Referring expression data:
______________________________

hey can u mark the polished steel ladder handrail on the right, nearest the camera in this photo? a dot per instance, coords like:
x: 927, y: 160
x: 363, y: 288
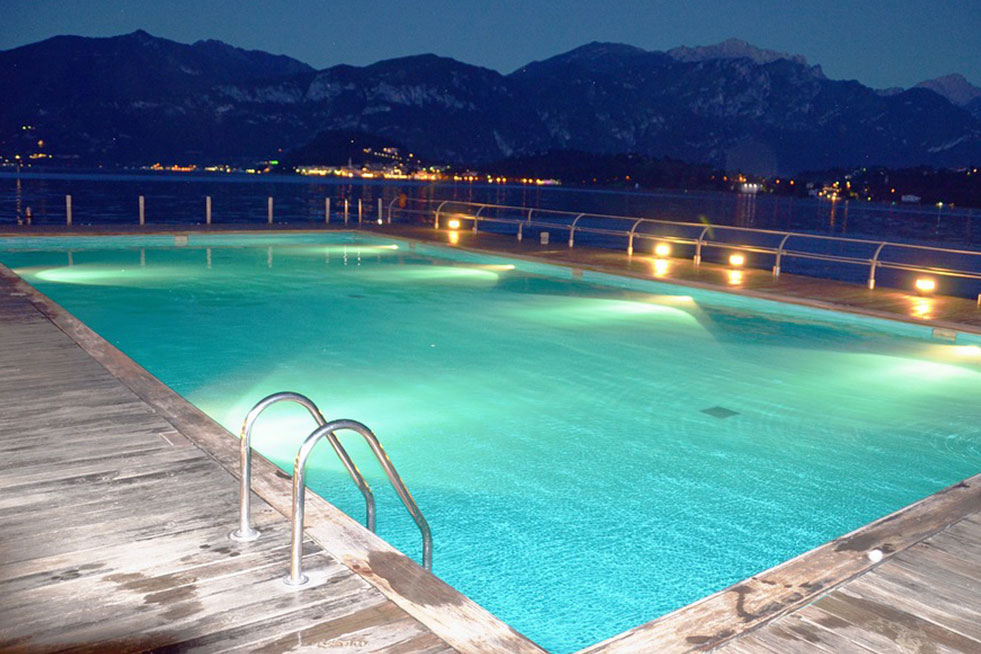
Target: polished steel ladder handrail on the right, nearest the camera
x: 296, y: 577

______________________________

## DESCRIPTION OF THE TASK
With the pictures omitted, reproduce the data above exactly.

## RESULT OF THE TASK
hey can u mark the polished steel ladder handrail on the right, nearest the camera in this photo? a dot per instance, coords like:
x: 927, y: 160
x: 363, y: 288
Target: polished steel ladder handrail on the right, nearest the camera
x: 296, y: 577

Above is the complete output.